--- Data excerpts ---

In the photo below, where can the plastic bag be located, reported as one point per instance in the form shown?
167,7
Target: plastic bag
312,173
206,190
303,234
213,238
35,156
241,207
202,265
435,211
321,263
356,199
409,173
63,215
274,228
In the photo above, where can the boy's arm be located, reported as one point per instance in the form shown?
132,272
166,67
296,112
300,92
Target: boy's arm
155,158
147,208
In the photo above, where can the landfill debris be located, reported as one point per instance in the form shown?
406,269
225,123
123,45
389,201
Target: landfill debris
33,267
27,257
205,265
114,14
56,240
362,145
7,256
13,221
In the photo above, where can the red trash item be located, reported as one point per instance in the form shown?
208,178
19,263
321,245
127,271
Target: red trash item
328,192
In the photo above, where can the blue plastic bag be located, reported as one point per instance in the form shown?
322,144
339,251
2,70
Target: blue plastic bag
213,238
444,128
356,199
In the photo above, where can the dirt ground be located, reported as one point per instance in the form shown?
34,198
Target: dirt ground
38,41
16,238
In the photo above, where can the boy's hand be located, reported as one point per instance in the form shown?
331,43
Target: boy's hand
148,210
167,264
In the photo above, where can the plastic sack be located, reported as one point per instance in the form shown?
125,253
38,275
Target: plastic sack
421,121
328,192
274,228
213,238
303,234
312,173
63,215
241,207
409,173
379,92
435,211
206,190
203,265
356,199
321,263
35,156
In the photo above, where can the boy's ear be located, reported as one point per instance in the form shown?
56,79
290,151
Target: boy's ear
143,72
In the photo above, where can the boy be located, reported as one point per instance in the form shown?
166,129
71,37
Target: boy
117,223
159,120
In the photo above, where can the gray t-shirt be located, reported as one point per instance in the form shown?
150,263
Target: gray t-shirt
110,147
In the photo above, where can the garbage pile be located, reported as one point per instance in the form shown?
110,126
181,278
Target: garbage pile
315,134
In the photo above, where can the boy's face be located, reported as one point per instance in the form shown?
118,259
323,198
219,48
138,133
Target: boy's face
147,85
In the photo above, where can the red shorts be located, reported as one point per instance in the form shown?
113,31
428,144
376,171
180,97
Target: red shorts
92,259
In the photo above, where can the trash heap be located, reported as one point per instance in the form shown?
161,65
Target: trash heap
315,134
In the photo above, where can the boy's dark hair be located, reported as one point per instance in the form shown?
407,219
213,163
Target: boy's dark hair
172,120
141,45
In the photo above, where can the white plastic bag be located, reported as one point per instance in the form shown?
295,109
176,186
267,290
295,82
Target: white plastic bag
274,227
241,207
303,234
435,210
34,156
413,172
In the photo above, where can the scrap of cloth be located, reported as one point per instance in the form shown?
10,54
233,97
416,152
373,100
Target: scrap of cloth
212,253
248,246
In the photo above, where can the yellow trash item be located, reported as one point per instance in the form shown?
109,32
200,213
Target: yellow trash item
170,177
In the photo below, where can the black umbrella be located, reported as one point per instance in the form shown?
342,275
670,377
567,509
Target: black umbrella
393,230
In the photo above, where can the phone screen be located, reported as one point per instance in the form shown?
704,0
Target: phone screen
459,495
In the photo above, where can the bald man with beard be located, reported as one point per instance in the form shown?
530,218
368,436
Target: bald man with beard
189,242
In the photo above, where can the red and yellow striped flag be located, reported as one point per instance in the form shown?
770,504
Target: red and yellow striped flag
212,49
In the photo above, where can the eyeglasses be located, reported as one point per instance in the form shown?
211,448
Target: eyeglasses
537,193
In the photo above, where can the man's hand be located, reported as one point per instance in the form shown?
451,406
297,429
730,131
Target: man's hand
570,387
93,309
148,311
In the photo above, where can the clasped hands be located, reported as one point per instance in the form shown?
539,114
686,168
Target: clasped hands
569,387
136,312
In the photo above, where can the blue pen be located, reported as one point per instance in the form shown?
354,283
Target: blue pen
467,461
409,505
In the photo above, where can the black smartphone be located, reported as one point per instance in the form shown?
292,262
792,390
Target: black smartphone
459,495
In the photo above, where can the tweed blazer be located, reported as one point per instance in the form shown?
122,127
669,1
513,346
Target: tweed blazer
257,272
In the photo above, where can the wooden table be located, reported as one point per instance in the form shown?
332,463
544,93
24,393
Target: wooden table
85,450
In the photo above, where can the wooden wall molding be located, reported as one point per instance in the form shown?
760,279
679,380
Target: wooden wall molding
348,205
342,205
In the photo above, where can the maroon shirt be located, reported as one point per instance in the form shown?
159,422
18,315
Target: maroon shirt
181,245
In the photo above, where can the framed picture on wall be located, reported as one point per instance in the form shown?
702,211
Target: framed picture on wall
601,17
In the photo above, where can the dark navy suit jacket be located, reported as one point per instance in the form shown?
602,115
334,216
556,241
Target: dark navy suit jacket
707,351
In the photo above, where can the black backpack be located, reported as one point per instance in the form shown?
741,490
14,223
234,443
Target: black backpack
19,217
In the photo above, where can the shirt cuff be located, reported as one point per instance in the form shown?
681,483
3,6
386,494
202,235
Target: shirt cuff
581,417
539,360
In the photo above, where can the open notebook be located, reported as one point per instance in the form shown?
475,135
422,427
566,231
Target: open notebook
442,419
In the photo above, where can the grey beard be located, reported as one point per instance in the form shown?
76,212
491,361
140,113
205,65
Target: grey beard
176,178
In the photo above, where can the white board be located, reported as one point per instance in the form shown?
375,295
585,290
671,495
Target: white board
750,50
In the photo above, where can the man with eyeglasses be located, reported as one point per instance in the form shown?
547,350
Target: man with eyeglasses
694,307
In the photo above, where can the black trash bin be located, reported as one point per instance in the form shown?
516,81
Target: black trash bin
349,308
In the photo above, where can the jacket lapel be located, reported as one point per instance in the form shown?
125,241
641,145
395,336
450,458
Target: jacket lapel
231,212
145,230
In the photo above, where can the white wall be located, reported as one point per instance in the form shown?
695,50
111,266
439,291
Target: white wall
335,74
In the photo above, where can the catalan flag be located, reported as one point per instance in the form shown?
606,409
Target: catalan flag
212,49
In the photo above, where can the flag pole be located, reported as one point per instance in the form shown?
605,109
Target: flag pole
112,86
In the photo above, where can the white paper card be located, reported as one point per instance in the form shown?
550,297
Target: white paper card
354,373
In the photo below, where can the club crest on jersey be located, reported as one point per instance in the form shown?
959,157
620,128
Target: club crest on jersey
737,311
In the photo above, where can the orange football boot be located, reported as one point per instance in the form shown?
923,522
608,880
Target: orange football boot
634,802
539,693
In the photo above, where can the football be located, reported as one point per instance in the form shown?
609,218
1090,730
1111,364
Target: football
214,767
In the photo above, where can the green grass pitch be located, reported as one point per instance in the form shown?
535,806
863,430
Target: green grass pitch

---

* **What you have to do**
Every line that contains the string "green" should be returned from the data.

* **Response to the task**
In the photo above, where can the green grass pitch be located, reported as one point per instance in the form shown?
Target: green grass pitch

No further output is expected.